COMPTES-RENDUS : “LA PLACE DE L’AUTOMOBILE DANS L’ARCHITECTURE DOMESTIQUE

Publié le par Gérard Monnier

Publié dansla revue Vieilles Maisons Françaises, 2007



G. Monnier : La place de l’automobile dans l’architecture domestique


L’ « invention » de  l’architecture moderne est contemporaine du succès de l’automobile : à partir de 1900, clients et architectes ont sous les yeux ses progrès rapides et incessants. Coïncidence chronologique : pour toute la génération des architectes pionniers de la modernité en Europe, leur naissance dans les années 1880 est contemporaine du tout début des véhicules à moteur thermique ; à leur maturité, l’automobile, d’abord réservée à une élite fortunée, est devenue accessible à une clientèle aisée et attentive à l’actualité, celle qui justement demande un nouveau cadre de vie.  Les architectes formulent en peu d’années des réponses successives, pour faire à l’automobile sa place dans l’espace construit, et pour associer à l’esthétique de leurs projets ce symbole des valeurs de vitesse et de mobilité, une marque de distinction, qui prend la suite des équipages, des voitures attelées et de tout ce qui faisait le luxe hippomobile. 

Si la circulation de l’automobile s’impose sur les routes et dans les rues des villes, son stationnement à l’abri, à proximité de la résidence, devient un problème d’architecture à résoudre, soit sous la forme de grands garages collectifs, soit sous la forme d’un espace privé ; c’est de ce dernier programme dont il s’agit ici. Pour l’aristocratie et les couches les plus riches, la première solution est de répartir la ou les autos, avec les chauffeurs, dans les communs, dans un dispositif qui prend le relais des écuries et des remises. Ainsi, dans les annexes de la villa de Noailles, construite à Hyères par Robert Mallet-Stevens, tout un équipage de grosses berlines se loge dans des bâtiments construits en style provençal dès 1924 par Léon David, selon Paul Smith .  Pour le « château-bélvédère » du couturier Paul Poiret à Mézy-sur-Seine, en 1924, Mallet-Stevens dispose le garage dans une annexe, un pavillon d’entrée qui comprend le logement du gardien.  A Paris même, il arrive que ce dispositif d’un bâtiment annexe soit adopté :  la duchesse de la Trémoille fait ainsi édifier par l’architecte Henri Pacon, en 1925, rue Berton, à proximité de son hôtel particulier, un élégant immeuble de rapport où le rez-de-chaussée est affecté au garage de ses propres automobiles, avec fosse de visite, cour arrière pour le lavage, et, dans les étages, logement pour les chauffeurs.

• Énoncé de l'exercice
Prolongez le texte consacré à la place de l'automobile dans l'architecture domestique, en reprenant juste après sa dernière phrase.

• Extraits de données
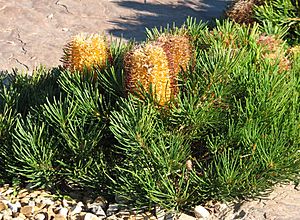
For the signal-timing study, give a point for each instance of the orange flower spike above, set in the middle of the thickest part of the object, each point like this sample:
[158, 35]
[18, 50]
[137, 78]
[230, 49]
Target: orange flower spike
[179, 52]
[148, 65]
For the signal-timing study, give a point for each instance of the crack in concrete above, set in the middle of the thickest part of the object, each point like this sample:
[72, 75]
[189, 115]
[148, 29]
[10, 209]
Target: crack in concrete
[23, 44]
[64, 6]
[23, 64]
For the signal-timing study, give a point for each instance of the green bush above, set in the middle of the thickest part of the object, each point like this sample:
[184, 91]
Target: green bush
[231, 132]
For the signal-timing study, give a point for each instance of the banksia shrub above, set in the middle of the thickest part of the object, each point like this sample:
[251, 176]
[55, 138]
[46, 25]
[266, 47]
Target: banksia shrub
[86, 51]
[148, 66]
[242, 11]
[273, 51]
[179, 52]
[158, 64]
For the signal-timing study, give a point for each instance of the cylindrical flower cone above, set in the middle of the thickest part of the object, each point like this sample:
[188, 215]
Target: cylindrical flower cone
[178, 50]
[148, 66]
[85, 52]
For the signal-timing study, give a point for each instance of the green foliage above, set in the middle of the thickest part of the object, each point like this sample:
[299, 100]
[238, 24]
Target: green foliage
[284, 13]
[152, 169]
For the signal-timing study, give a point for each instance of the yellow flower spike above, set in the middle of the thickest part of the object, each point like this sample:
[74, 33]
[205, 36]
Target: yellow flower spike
[85, 51]
[179, 52]
[148, 65]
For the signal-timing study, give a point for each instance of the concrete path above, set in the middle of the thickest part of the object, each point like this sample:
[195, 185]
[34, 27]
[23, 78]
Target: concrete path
[33, 32]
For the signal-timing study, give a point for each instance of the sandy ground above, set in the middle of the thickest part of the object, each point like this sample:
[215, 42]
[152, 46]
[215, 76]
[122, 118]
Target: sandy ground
[33, 32]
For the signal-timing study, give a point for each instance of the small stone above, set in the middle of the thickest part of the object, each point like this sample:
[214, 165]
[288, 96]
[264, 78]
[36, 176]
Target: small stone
[14, 207]
[31, 203]
[34, 194]
[40, 216]
[50, 16]
[112, 217]
[27, 210]
[101, 201]
[201, 212]
[65, 203]
[123, 215]
[77, 209]
[22, 193]
[47, 201]
[21, 216]
[60, 217]
[63, 211]
[186, 217]
[8, 192]
[170, 216]
[7, 212]
[3, 206]
[160, 213]
[25, 200]
[90, 216]
[50, 211]
[112, 209]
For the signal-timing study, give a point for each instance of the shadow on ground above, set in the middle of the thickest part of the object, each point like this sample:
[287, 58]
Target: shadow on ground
[149, 15]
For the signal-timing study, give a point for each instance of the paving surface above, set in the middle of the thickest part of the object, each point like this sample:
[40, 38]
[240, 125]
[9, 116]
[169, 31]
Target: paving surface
[33, 32]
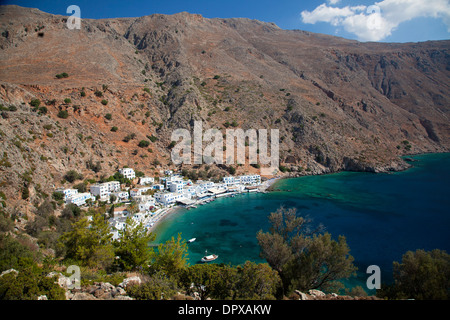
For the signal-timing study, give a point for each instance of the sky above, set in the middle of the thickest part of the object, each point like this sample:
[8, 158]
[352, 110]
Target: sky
[363, 20]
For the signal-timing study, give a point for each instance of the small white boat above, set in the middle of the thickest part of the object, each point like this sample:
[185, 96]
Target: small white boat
[209, 258]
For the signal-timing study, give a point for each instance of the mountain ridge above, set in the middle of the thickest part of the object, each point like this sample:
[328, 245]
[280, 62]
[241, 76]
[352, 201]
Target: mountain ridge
[339, 104]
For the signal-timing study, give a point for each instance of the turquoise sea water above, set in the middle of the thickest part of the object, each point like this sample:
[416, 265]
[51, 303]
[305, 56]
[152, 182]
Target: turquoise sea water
[381, 215]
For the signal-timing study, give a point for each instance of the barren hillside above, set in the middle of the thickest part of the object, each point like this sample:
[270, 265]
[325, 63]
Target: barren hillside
[339, 104]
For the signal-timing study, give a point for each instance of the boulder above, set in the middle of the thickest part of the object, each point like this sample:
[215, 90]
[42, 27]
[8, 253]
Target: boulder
[9, 271]
[129, 281]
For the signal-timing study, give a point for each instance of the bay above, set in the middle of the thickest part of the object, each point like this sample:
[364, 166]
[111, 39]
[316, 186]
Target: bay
[381, 215]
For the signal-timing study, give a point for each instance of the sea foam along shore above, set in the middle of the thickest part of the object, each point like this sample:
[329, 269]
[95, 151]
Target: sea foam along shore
[164, 213]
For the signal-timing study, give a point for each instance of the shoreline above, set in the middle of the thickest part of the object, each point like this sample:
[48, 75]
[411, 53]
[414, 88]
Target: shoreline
[265, 187]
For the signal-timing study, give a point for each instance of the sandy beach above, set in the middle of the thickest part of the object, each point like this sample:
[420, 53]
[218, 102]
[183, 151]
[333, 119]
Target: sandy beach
[164, 213]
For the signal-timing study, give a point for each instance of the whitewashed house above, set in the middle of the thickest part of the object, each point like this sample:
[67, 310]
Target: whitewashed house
[203, 186]
[120, 196]
[167, 198]
[104, 190]
[120, 212]
[176, 187]
[128, 173]
[139, 191]
[100, 190]
[147, 205]
[146, 180]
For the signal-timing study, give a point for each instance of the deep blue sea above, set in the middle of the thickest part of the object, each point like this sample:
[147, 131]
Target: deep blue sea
[381, 215]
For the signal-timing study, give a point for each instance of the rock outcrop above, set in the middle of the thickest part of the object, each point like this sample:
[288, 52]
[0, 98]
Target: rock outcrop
[338, 104]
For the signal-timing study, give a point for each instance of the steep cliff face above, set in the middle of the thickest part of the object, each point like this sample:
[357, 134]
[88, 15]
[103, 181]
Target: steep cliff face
[339, 104]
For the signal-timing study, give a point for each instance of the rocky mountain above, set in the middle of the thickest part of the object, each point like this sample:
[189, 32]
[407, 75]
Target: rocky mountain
[71, 98]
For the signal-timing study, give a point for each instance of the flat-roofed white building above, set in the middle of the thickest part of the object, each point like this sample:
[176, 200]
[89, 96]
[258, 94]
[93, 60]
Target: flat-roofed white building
[120, 195]
[146, 180]
[147, 205]
[203, 186]
[104, 190]
[127, 173]
[176, 187]
[120, 212]
[139, 191]
[167, 198]
[100, 190]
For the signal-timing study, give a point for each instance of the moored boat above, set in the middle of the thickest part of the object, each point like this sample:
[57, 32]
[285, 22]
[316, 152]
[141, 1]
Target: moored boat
[209, 258]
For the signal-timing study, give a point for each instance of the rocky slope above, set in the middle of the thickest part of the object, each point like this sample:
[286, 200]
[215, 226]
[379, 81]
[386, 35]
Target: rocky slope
[339, 104]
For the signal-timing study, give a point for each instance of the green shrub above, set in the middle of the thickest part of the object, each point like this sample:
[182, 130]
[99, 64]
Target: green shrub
[35, 103]
[63, 114]
[144, 143]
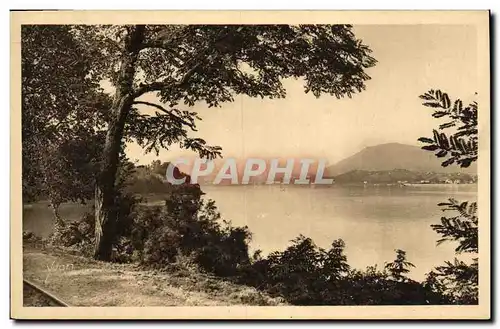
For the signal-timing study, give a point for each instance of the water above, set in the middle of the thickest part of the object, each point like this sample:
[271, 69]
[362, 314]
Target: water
[373, 221]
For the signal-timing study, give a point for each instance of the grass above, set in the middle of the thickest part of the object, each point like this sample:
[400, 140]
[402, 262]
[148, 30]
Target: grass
[84, 282]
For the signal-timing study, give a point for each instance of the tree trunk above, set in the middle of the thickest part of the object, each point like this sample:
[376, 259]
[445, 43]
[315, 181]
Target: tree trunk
[58, 221]
[105, 193]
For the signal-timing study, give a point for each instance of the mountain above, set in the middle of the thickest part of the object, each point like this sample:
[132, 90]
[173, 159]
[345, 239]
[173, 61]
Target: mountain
[392, 156]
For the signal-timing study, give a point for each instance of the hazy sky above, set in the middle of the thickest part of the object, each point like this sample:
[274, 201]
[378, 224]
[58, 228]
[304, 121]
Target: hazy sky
[411, 60]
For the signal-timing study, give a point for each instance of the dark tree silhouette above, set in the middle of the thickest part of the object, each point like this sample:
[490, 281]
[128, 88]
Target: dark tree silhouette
[205, 63]
[456, 279]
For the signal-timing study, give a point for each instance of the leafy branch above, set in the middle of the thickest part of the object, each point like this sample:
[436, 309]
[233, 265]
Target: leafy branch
[461, 147]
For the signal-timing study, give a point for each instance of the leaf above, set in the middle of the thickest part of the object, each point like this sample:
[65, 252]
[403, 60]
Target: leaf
[425, 140]
[430, 147]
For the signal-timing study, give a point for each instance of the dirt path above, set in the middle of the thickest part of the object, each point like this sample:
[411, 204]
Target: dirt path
[82, 282]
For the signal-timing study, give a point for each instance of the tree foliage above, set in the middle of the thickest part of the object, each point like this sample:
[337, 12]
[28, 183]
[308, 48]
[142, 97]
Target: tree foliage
[187, 64]
[461, 146]
[63, 116]
[456, 280]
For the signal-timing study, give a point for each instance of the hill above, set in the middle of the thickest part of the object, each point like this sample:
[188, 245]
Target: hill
[386, 157]
[401, 176]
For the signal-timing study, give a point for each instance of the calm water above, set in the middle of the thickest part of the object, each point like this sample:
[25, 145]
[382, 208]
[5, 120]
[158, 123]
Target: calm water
[373, 221]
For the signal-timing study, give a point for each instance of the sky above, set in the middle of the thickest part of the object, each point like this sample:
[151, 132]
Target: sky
[411, 60]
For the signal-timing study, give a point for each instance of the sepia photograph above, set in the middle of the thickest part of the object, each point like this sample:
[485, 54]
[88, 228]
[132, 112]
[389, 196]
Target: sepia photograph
[250, 165]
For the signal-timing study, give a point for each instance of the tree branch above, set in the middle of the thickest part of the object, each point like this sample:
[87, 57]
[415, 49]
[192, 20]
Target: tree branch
[156, 86]
[173, 116]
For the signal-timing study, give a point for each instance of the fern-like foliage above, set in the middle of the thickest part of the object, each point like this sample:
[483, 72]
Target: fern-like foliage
[460, 146]
[463, 227]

• Réponse à l'exercice
Dans des programmes plus restreints, une seconde solution organise l’intégration du garage de l’automobile dans les volumes mêmes de la résidence. Dès 1906, dans la villa « Costebelle », à Barcelonnette (Alpes de Haute Provence), le rez-de-chaussée du corps de bâtiment fait une place à une automobile, bien abritée des rigueurs du climat d’altitude. Cette disposition, qui se généralise dans les villas des années 1920, souligne un rapport étroit de l’architecture domestique avec une « auto », instrument attrayant, qui évoque la liberté, l’autonomie, et toutes les promesses d’un machinisme désirable. Dans la villa « La pacifique », construite en 1929 par Pierre Barbe à Sanary (Var) pour un metteur en scène de cinéma, André Michel, une aile abrite le garage pour deux voitures ; l’interprétation photographique est remarquable : dès la fin du chantier, l’image montre l’une d’elles (un cabriolet  Ford ?), à demi sortie de son abri, comme un organe, complexe et vivant, qui tranche avec la sobriété abstraite du bâtiment .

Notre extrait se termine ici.